Items on locating named things:

☆ ☆ ☆ ☆ ☆

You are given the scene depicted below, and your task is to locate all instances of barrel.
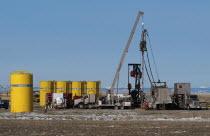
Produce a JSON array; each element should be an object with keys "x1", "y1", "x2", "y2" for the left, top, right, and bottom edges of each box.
[
  {"x1": 10, "y1": 70, "x2": 33, "y2": 113},
  {"x1": 39, "y1": 81, "x2": 54, "y2": 107}
]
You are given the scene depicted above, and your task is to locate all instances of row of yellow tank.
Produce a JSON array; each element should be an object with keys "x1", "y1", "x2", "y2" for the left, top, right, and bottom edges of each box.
[{"x1": 40, "y1": 81, "x2": 101, "y2": 107}]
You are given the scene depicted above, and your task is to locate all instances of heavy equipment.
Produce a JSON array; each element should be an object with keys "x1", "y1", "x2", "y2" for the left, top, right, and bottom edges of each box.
[{"x1": 108, "y1": 11, "x2": 144, "y2": 105}]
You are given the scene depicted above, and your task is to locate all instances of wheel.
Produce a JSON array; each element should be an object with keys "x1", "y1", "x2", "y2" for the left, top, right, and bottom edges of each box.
[
  {"x1": 120, "y1": 106, "x2": 124, "y2": 110},
  {"x1": 78, "y1": 103, "x2": 84, "y2": 109},
  {"x1": 87, "y1": 104, "x2": 93, "y2": 109}
]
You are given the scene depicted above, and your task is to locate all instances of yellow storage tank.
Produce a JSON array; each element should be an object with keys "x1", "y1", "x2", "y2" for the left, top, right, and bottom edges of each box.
[
  {"x1": 55, "y1": 81, "x2": 68, "y2": 93},
  {"x1": 71, "y1": 81, "x2": 84, "y2": 99},
  {"x1": 10, "y1": 70, "x2": 33, "y2": 113},
  {"x1": 86, "y1": 81, "x2": 101, "y2": 98},
  {"x1": 39, "y1": 81, "x2": 54, "y2": 107}
]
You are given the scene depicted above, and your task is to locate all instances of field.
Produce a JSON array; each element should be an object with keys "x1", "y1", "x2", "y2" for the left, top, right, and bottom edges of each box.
[{"x1": 0, "y1": 95, "x2": 210, "y2": 136}]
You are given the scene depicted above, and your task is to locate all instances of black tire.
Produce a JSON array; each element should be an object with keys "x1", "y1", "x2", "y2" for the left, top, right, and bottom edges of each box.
[{"x1": 78, "y1": 103, "x2": 84, "y2": 109}]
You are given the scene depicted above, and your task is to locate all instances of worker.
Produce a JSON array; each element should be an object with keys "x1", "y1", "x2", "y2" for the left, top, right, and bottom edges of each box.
[{"x1": 135, "y1": 83, "x2": 141, "y2": 90}]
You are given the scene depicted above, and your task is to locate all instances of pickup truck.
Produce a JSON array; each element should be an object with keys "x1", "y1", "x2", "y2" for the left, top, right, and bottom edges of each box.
[{"x1": 187, "y1": 95, "x2": 201, "y2": 110}]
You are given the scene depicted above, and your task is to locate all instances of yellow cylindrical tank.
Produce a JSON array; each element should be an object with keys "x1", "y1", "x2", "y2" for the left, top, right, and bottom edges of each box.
[
  {"x1": 39, "y1": 81, "x2": 54, "y2": 107},
  {"x1": 55, "y1": 81, "x2": 68, "y2": 93},
  {"x1": 10, "y1": 70, "x2": 33, "y2": 113},
  {"x1": 71, "y1": 81, "x2": 84, "y2": 99},
  {"x1": 86, "y1": 81, "x2": 101, "y2": 98}
]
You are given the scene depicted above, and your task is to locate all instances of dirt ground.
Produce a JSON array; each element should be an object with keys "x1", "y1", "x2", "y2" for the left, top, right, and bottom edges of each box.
[
  {"x1": 0, "y1": 107, "x2": 210, "y2": 136},
  {"x1": 0, "y1": 120, "x2": 210, "y2": 136},
  {"x1": 0, "y1": 95, "x2": 210, "y2": 136}
]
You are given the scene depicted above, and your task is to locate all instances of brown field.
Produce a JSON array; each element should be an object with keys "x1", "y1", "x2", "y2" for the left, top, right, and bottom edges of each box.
[
  {"x1": 0, "y1": 94, "x2": 210, "y2": 136},
  {"x1": 0, "y1": 107, "x2": 210, "y2": 136}
]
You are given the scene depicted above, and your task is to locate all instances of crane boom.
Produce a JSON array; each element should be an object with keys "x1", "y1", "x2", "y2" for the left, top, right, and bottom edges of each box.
[{"x1": 110, "y1": 11, "x2": 144, "y2": 99}]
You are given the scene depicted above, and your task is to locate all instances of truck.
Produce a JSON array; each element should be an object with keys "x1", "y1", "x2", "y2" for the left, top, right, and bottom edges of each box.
[
  {"x1": 74, "y1": 94, "x2": 131, "y2": 109},
  {"x1": 187, "y1": 95, "x2": 201, "y2": 110}
]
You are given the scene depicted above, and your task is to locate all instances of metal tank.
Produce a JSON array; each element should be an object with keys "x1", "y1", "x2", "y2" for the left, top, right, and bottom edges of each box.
[
  {"x1": 39, "y1": 81, "x2": 54, "y2": 107},
  {"x1": 55, "y1": 81, "x2": 68, "y2": 93},
  {"x1": 85, "y1": 81, "x2": 101, "y2": 98},
  {"x1": 10, "y1": 70, "x2": 33, "y2": 113},
  {"x1": 71, "y1": 81, "x2": 84, "y2": 99}
]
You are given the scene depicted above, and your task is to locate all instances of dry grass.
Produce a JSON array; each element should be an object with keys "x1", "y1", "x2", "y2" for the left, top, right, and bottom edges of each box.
[{"x1": 0, "y1": 120, "x2": 210, "y2": 136}]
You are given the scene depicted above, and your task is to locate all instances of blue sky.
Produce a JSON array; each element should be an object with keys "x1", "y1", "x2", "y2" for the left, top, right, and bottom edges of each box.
[{"x1": 0, "y1": 0, "x2": 210, "y2": 87}]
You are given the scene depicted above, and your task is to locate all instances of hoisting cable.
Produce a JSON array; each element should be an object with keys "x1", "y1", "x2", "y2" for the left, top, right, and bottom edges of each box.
[
  {"x1": 147, "y1": 32, "x2": 160, "y2": 81},
  {"x1": 147, "y1": 52, "x2": 155, "y2": 82},
  {"x1": 144, "y1": 54, "x2": 152, "y2": 84}
]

☆ ☆ ☆ ☆ ☆

◆ What you have to do:
Pull out every line in the items above that contains the word "truck". Case counts.

◆ Solution to the problem:
You are given the scene depicted above, and your task is to locate all instances of pickup truck.
You are given the scene depicted above, and your task is to locate all instances of truck.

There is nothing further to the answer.